> **Exercise**: Every record below should be written out exactly; pictures stay out.

Provided information START

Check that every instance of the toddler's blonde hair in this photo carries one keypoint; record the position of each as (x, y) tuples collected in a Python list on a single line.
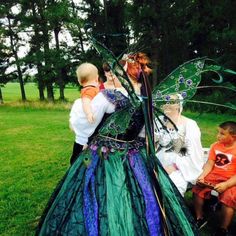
[(86, 72)]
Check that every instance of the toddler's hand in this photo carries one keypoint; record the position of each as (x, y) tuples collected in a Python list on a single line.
[(200, 178), (91, 118), (221, 187)]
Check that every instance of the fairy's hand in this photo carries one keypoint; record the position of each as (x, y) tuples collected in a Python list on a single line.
[(221, 187)]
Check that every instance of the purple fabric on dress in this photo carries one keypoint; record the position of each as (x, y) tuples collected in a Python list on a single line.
[(153, 216), (90, 205)]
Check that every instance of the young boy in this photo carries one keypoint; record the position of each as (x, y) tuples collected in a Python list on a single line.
[(87, 75), (219, 173)]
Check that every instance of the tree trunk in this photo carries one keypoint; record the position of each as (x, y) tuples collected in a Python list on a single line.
[(1, 97), (39, 65), (59, 71), (50, 94), (48, 64), (16, 60)]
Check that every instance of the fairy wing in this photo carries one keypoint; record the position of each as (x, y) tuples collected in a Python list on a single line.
[(186, 78)]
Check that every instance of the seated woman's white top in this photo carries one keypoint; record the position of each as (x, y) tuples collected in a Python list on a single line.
[(189, 164)]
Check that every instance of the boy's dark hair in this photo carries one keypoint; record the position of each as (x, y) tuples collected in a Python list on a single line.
[(229, 125), (106, 67)]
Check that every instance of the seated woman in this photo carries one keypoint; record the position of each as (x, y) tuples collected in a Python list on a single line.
[(179, 146)]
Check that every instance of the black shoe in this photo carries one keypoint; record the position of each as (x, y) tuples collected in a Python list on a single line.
[(220, 232), (201, 223)]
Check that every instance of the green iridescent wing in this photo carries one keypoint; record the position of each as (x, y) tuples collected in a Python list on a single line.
[(185, 80)]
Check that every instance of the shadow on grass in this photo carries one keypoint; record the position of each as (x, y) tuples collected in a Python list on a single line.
[(212, 214)]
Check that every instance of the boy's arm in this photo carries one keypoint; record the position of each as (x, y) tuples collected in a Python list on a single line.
[(206, 170), (86, 103), (221, 187)]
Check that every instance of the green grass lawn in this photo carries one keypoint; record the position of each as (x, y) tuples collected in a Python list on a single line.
[(11, 92), (35, 148)]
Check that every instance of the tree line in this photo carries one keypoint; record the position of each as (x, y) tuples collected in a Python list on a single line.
[(52, 34)]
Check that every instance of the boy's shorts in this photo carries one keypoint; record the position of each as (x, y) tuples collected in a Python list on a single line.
[(228, 197)]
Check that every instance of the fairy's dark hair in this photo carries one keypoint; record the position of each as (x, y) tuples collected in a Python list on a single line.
[(229, 125)]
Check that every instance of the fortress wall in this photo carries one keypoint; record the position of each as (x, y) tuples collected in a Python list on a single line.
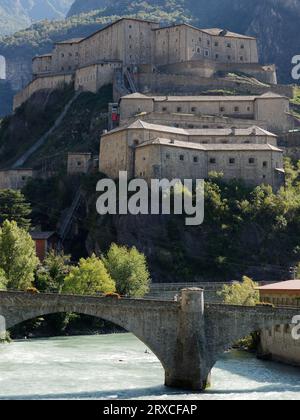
[(41, 83), (194, 121), (157, 161), (172, 84), (93, 77), (15, 179)]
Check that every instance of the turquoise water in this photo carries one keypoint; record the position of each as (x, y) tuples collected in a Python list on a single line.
[(117, 366)]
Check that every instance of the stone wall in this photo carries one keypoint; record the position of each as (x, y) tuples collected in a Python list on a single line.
[(254, 166), (41, 83), (15, 179), (172, 84)]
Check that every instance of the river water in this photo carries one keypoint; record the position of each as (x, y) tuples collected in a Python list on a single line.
[(118, 367)]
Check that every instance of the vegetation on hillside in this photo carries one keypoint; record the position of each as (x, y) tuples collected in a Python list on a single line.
[(80, 130)]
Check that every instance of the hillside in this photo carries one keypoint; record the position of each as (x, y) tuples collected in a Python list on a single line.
[(19, 14)]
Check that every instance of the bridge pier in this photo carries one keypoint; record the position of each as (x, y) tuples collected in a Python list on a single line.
[(188, 367)]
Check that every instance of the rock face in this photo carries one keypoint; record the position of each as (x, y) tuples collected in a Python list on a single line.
[(18, 14), (274, 22)]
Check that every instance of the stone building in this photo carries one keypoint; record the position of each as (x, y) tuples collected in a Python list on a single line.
[(149, 150), (15, 179), (181, 43), (277, 343), (134, 44), (270, 109), (255, 164), (79, 163)]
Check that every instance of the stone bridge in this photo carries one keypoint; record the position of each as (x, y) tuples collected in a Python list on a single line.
[(187, 336)]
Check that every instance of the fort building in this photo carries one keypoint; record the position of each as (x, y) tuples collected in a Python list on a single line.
[(148, 150), (277, 343), (270, 110), (15, 179), (143, 47)]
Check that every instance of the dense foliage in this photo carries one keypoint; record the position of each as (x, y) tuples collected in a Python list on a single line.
[(89, 277), (128, 267), (13, 206), (17, 256), (244, 293)]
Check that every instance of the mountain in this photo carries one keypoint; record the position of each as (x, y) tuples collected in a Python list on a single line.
[(274, 22), (19, 14)]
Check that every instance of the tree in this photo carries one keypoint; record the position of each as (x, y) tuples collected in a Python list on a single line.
[(244, 293), (128, 268), (17, 256), (13, 206), (89, 277), (51, 275)]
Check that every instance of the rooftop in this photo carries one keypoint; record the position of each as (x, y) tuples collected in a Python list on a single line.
[(284, 285), (211, 31), (209, 147), (70, 41), (203, 98)]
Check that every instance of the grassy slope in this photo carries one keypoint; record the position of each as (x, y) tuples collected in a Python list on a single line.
[(80, 130)]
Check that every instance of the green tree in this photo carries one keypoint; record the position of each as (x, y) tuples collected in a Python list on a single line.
[(89, 277), (13, 206), (52, 273), (128, 268), (3, 280), (17, 256), (244, 293)]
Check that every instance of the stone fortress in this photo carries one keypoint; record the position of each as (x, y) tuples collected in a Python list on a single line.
[(148, 51), (171, 129)]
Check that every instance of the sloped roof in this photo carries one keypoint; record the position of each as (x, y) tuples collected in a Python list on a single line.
[(210, 31), (209, 147), (139, 124)]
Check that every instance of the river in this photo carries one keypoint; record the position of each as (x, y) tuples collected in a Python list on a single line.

Provided information END

> **Solution to this problem**:
Check that every instance of the toddler's blonde hair in this photo carries one keypoint; record the position of each as (x, y) tuples collected in a Python list on a single line.
[(86, 72)]
Check that every instance of the toddler's hand in this photo carries one keypoint; record the position of each as (x, y) tuples collected in a Python list on a single line.
[(200, 178), (91, 118), (221, 187)]
Check that every instance of the fairy's hand in this photo carries one keypoint; record the position of each as (x, y) tuples collected in a Python list on a single line.
[(221, 187)]
Check that every instance of the purple fabric on dress in this photo carries one keypoint; record the position of each as (x, y) tuples collected in a Python list on a single line.
[(153, 216), (90, 205)]
Check that every instance of the young boy in this photo carries one keypoint; record the position of each as (x, y) tuples collected in a Python list on a single line.
[(87, 75), (219, 173)]
Check that every instance of the tree trunk in this photo carries one keypoint; record the position of each as (x, y) tuples collected in a Python list on a single line.
[(1, 97), (39, 65), (59, 71), (50, 94), (48, 64), (16, 60)]
Check that every instance of the fairy wing in this photo carries one keypoint; record the position of each as (x, y) tuples collected in a Python list on a single line.
[(186, 78)]
Check that every instance of the seated woman's white top in this photo carries one keypoint; record the position of each as (x, y) tuples collected in a Python list on a single line.
[(189, 164)]
Check that every instance of the boy's dark hair in this photo carries one keypoint; record the position of each as (x, y) tuples collected in a Python list on a single line.
[(229, 125), (106, 67)]
Check that every instance of the seated woman in this photo carries one keypoint; record the position of each as (x, y) tuples collected in a Python list on a single line.
[(179, 146)]
Check that every instance of the black shoe in this photo carries one keypoint; record the position of each as (x, y) tuples collected in a Python list on a single line.
[(220, 232), (201, 223)]
Check that every instance of the green iridescent wing in this photo carries one keypoint; record the position of each as (x, y) tuples collected in a Python list on a single line.
[(185, 80)]
Check that every instance of the shadow on grass in this photo carries one keypoint; record the position of each as (x, y) tuples collected in a Python list on a single line.
[(212, 214)]
Check that every instance of the boy's arm in this photo carries one keypoint; record the position of each as (x, y) tuples collected in a Python list on a single line.
[(206, 170), (86, 103), (221, 187)]
Check that every instance of the green grass lawn in this photo carries one keypoint; record the position of each as (x, y) tuples collected in a Python list on a single line.
[(11, 92), (35, 148)]
Check that every instance of the tree line in this photo carries one keypoint; record the position of each as (x, y) tuples collected in a Python list on a single line.
[(52, 34)]
Check that every instance of the boy's shorts in this photo carries one keypoint; record the position of each as (x, y) tuples collected in a Python list on a single line.
[(228, 197)]
Check that every instance of the fairy's dark hair in this photo carries one keypoint; record the position of each as (x, y) tuples collected in a Python list on a single line.
[(229, 125)]
Check that every instance of the fortress wall in this photo carries one keypoint; record the position of each as (x, y) tuples collected in a Python list on a single line.
[(41, 83), (194, 121), (157, 161), (172, 84), (93, 77), (15, 179)]
Check that every instance of the turquoise water in this photo carries one keypoint; record the position of each as (x, y) tuples collected in a Python list on a single line.
[(117, 366)]
Check that every instance of the stone wall in this photo carries one keypoint; record the position of each as (x, y) tuples collected in a Python list on a single line.
[(254, 166), (41, 83), (15, 179), (172, 84)]
Check that every instance of the river water in this photo carries one keypoint; record the position of each as (x, y) tuples collected in a Python list on a single line.
[(118, 367)]
Check that every instance of the vegetation on hillside in this photo carries one keypoint; record the position of each as (x, y) tuples collected in a Python list on a single line.
[(80, 130)]
Check that every instance of the hillside in this photo carries one keypoint; record the position of each as (x, y) tuples collected in a Python list on a single line.
[(19, 14)]
Check that every instance of the bridge pier in this photo carries one keypoint; record the position of each as (x, y) tuples collected in a Python list on a single line.
[(188, 367)]
Check that every instance of the rock face in this photo carries one keypoint; record the position of each as (x, y) tuples collected in a Python list on a single line.
[(18, 14), (274, 22)]
Check that every instance of the stone building in this photo carries one keypoint; record the position of each as (x, y) tuples collected in a Python list on a single line.
[(149, 150), (15, 179), (181, 43), (277, 343), (134, 44), (270, 109), (255, 164), (79, 163)]
Check that every instance of the stone bridge in this photo carries one keypoint; record the position of each as (x, y) tuples collected in a Python list on a single line.
[(187, 336)]
Check that every instance of the fort building in this photo carries one keypoint; record the position of each as (x, y) tuples collected in a Python list on a single line.
[(148, 150), (277, 343), (270, 110), (15, 179), (143, 47)]
Check that every instance of the dense foliage in this photo carries one keypoint; record the position of each as (x, y) tuples collected in a Python list on a single line.
[(89, 277), (128, 267), (13, 206), (17, 256), (244, 293)]
Check that every instance of the mountain in this photo carries one keypoint; record the position of each as (x, y) tuples collected in a Python list on a single line.
[(274, 22), (19, 14)]
Check that every instance of the tree in this photo carries one keypoint; record the position of each as (x, y) tuples collected in a Python list on a single line.
[(244, 293), (128, 268), (17, 256), (13, 206), (89, 277), (51, 275)]
Check that every instance of the rooftop in this photo carries one keypoint; record the position of each as (x, y) tuples collected in a Python list on a single line.
[(284, 285), (211, 31), (209, 147), (70, 41), (203, 98)]
Check that every instance of the grassy slope in this photo carries one keypoint; record the position of each as (x, y) tuples collected in a Python list on a single line.
[(80, 130)]
Check that every instance of the green tree in this photo carries one keypoint; record the position of each as (x, y) tuples collected in a Python list on a single line.
[(89, 277), (13, 206), (52, 273), (128, 268), (3, 280), (17, 256), (244, 293)]
Check that every instance of the stone fortress in this photo carries one keypoint; record the position of each as (x, y) tuples collected in a Python list on a single line.
[(148, 51), (171, 129)]
Check that every instance of the sloped roof in this photo carries one keypoint; record the position of each as (x, y) tuples collected in a Python list on a single line.
[(210, 31), (209, 147), (139, 124)]
Check that every instance of the river in this photo carries one keypoint; record the position of each as (x, y) tuples collected in a Python list on a single line.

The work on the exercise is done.